Pope's men gather in Leeds to help Britain

We are making the final preparations for our international theological conference on the New Evangelisation here at Leeds Trinity next week: http://www.leedstrinity.ac.uk/news_events/VaticanIIconference/Pages/default.aspx . The numbers are looking good - we're inching up to 200 now. That's great because conferences like this usually attract a maximum of about 100 I'm told. However, it's a bit difficult to convey the importance of our deliberations in a press release and the media have been a little slow to respond to the press releases which our excellent PR department has produced. This evening I recalled something a religious affairs journalist once said: if you're not a bishop, we're not interested. The press are drawn by the ecclesiastical celebrity factor. Also, everybody loves a good crisis. Accordingly, I penned the following which I hope will go out in the next day or two. The process reminded me of my three years as a journalist on The Universe before I went to seminary. Happy days (mostly)!

Pope’s men gather in Leeds to discuss way out of religious crisis

The man charged by Pope Benedict XVI with the task of staunching the flow of Catholics from the pews is to speak at a conference at Leeds Trinity University College this week. Archbishop Salvatore Fisichella heads up the newly created Pontifical Council for the New Evangelisation. Its brief is simple: make people interested in the Catholic faith once again. He will be joined at the conference, which runs from 26th to 29th June, by other Church leaders and top Christian academics.

Mgr Paul Grogan, Leeds Trinity Chaplain and one of the co-organisers of the conference, said: “Our aim is to consider how we can share the most precious treasure we have, our faith, with the people of our society. That means first and foremost, the people of West Yorkshire. Many people profess to be Christians but their faith has become ‘tired.’ Mass attendance in this country is declining. We want to stop that.”

Among the key themes the conference will examine are the following: Should Christians try and persuade Muslims to become Christians? Should Christians seek to bring about political changes in society? Should the Catholic Church become more democratic? Are women treated as second-class citizens in the Catholic Church?

___

◆ INSTRUCTION 1
Can you write out, word for word, the part of the Leeds conference text that opens with the words containing "Mgr Paul Grogan, Leeds" and closes with "the Catholic Church?"?
◆ INSTRUCTION 2
Could you add 83 to every number in the coordinates and give the records again, requests included, for only the part that opens with the line containing "man's hand, put" and runs through the end of the records?

◆ DATA SUPPLIED
___

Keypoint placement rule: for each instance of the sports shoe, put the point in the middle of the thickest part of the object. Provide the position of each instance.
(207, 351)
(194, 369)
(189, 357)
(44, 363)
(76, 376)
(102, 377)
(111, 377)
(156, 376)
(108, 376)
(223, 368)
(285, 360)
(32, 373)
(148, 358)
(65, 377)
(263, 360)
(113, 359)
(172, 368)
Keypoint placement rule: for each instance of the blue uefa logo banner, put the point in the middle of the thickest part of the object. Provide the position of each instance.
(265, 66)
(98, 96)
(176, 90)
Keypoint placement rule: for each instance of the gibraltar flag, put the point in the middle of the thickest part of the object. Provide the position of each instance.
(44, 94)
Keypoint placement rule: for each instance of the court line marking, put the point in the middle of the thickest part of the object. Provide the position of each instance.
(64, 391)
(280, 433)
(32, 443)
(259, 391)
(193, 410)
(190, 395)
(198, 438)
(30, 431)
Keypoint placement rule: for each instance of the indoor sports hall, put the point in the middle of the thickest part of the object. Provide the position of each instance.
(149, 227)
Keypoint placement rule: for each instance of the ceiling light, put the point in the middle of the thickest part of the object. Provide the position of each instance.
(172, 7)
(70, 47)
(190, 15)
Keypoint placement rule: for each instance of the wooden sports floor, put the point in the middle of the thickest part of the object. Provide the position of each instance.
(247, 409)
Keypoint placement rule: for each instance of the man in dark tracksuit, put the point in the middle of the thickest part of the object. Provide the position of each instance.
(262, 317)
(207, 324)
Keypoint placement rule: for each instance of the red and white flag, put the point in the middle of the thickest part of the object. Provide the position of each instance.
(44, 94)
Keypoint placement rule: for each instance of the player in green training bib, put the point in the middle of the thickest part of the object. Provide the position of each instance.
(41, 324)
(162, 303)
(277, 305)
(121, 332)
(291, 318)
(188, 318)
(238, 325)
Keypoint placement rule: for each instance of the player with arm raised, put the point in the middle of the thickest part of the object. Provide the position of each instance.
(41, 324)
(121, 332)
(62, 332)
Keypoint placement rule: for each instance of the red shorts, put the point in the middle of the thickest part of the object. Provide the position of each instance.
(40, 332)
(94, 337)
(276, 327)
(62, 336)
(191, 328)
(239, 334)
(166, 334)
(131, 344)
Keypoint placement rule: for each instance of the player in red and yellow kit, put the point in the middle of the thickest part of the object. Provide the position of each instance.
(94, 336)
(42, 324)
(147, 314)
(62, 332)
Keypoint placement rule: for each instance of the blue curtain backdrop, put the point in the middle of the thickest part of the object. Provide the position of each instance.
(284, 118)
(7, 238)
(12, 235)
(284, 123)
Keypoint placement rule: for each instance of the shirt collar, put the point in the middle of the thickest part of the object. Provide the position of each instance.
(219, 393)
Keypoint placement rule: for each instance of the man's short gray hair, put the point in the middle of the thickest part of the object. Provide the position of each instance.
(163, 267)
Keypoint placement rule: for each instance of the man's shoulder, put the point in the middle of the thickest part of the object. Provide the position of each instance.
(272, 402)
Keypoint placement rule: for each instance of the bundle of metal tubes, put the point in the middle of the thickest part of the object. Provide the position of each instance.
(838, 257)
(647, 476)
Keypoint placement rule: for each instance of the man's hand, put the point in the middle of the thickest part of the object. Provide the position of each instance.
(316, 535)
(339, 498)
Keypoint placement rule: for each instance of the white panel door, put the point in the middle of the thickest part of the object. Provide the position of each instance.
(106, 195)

___

◆ PROBLEM SOLUTION 1
Mgr Paul Grogan, Leeds Trinity Chaplain and one of the co-organisers of the conference, said: “Our aim is to consider how we can share the most precious treasure we have, our faith, with the people of our society. That means first and foremost, the people of West Yorkshire. Many people profess to be Christians but their faith has become ‘tired.’ Mass attendance in this country is declining. We want to stop that.”

Among the key themes the conference will examine are the following: Should Christians try and persuade Muslims to become Christians? Should Christians seek to bring about political changes in society? Should the Catholic Church become more democratic? Are women treated as second-class citizens in the Catholic Church?

◆ PROBLEM SOLUTION 2
Keypoint placement rule: for each instance of the man's hand, put the point in the middle of the thickest part of the object. Provide the position of each instance.
(399, 618)
(422, 581)
Keypoint placement rule: for each instance of the white panel door, put the point in the middle of the thickest part of the object. Provide the position of each instance.
(189, 278)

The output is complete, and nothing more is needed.